-- Start of DATA IN THIS EXERCISE --

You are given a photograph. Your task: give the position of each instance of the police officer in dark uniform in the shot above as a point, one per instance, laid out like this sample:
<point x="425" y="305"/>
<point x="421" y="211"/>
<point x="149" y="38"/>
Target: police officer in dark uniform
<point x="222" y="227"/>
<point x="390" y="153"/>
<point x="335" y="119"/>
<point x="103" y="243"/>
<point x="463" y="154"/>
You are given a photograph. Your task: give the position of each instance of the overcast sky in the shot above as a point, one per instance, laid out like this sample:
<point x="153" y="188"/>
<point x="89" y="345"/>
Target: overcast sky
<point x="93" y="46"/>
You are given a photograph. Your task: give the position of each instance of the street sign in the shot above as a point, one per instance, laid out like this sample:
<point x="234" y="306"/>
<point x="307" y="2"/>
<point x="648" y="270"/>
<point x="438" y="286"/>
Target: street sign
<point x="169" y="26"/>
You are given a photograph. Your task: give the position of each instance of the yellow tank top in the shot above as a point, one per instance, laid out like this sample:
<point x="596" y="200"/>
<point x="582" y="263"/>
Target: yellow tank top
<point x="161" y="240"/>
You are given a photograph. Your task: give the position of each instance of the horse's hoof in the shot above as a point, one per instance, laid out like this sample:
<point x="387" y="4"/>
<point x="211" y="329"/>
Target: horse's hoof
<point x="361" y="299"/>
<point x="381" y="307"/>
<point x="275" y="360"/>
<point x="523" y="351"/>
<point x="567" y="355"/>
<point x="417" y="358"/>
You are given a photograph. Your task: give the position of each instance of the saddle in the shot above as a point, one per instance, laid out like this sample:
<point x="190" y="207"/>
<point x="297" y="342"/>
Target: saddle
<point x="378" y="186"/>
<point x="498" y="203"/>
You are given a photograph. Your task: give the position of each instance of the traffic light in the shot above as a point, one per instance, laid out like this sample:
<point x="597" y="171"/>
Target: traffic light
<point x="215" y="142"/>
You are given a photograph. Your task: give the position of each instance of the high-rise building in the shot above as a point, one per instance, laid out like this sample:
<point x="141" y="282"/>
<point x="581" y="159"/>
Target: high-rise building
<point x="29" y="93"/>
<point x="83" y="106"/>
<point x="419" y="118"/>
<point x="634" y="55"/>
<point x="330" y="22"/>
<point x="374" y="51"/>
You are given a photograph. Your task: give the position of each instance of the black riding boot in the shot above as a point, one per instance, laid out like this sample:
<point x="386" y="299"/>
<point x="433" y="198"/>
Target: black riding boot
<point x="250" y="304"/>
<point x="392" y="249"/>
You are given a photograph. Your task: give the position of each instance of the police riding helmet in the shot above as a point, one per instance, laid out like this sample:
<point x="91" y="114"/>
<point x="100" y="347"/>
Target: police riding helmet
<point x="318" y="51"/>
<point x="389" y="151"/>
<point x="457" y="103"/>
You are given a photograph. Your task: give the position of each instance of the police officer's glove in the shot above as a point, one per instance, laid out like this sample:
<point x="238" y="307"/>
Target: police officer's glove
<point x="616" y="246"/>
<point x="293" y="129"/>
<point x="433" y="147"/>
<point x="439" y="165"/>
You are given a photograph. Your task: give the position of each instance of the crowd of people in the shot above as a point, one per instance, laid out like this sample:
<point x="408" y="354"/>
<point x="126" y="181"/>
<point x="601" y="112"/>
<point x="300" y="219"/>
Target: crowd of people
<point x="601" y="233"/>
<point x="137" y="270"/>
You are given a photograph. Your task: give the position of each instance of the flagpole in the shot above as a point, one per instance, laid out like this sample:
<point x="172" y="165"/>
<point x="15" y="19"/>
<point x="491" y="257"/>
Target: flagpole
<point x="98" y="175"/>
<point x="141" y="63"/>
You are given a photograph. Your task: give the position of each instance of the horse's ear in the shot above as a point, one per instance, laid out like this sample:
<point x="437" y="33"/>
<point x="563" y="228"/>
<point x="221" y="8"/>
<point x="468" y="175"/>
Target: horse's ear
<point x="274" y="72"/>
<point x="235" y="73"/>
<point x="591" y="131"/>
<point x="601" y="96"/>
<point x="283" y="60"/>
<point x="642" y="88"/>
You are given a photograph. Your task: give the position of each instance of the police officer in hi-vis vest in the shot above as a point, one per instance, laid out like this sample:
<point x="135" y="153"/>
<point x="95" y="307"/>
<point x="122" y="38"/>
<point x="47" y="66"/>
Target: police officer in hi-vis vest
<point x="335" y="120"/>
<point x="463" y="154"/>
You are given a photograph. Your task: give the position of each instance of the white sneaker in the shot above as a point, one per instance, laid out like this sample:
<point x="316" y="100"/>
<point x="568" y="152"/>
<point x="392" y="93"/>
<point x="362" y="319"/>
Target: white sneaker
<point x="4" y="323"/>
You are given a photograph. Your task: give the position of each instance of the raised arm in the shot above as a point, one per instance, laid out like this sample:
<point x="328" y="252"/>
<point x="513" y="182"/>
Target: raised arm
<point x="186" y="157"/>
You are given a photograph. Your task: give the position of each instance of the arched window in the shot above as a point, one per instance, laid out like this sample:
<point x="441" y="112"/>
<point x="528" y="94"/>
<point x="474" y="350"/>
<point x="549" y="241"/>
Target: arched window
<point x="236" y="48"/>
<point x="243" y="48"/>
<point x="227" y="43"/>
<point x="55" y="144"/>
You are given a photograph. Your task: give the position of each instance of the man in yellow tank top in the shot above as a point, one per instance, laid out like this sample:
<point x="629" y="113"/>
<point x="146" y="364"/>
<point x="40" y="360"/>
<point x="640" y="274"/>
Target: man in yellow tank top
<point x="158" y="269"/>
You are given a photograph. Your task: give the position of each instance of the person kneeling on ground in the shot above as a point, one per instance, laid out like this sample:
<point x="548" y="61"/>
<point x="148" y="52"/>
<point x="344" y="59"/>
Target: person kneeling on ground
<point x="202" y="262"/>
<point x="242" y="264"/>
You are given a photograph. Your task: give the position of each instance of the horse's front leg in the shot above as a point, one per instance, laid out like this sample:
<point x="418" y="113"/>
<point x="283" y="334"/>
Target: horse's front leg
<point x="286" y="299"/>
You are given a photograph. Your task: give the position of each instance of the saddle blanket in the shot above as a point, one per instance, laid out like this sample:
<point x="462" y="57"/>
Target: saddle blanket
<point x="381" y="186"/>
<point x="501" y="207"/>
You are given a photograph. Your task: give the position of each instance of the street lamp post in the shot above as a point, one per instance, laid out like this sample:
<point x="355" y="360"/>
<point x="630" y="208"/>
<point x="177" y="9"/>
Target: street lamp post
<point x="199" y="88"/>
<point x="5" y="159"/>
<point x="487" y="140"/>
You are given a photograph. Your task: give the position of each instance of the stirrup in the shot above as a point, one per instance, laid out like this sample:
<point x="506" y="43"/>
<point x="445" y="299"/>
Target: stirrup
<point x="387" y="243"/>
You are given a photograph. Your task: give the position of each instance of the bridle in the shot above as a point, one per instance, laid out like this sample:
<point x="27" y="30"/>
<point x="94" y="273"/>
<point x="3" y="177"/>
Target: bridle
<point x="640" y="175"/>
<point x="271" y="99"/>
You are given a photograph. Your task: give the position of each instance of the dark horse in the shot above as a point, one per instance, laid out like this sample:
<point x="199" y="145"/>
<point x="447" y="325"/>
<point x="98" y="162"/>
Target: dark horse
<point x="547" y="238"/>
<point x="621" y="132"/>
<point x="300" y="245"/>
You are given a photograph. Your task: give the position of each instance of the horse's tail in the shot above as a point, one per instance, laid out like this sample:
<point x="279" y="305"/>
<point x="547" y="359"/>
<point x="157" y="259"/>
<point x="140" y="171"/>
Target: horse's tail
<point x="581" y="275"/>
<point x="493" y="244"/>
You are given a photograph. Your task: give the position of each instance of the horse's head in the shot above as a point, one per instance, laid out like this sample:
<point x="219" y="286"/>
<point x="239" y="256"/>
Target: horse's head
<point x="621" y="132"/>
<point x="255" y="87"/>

-- End of DATA IN THIS EXERCISE --

*PROBLEM STATEMENT*
Retype, exactly and only, the lines running from the one with "the horse's tail" through the final line of the listing above.

*SOLUTION FOR THIS TASK*
You are given a photograph. Your task: give the position of each instance of the horse's tail in the shot above as a point, one per instance, laid out like this sample:
<point x="279" y="305"/>
<point x="547" y="359"/>
<point x="157" y="259"/>
<point x="140" y="171"/>
Target: horse's tail
<point x="581" y="275"/>
<point x="493" y="244"/>
You are given a photograph. Your task: give the position of each instance of the horse's head in the shot above as a point, one per instance, laid out like this sample:
<point x="219" y="286"/>
<point x="239" y="256"/>
Target: horse's head
<point x="621" y="132"/>
<point x="255" y="87"/>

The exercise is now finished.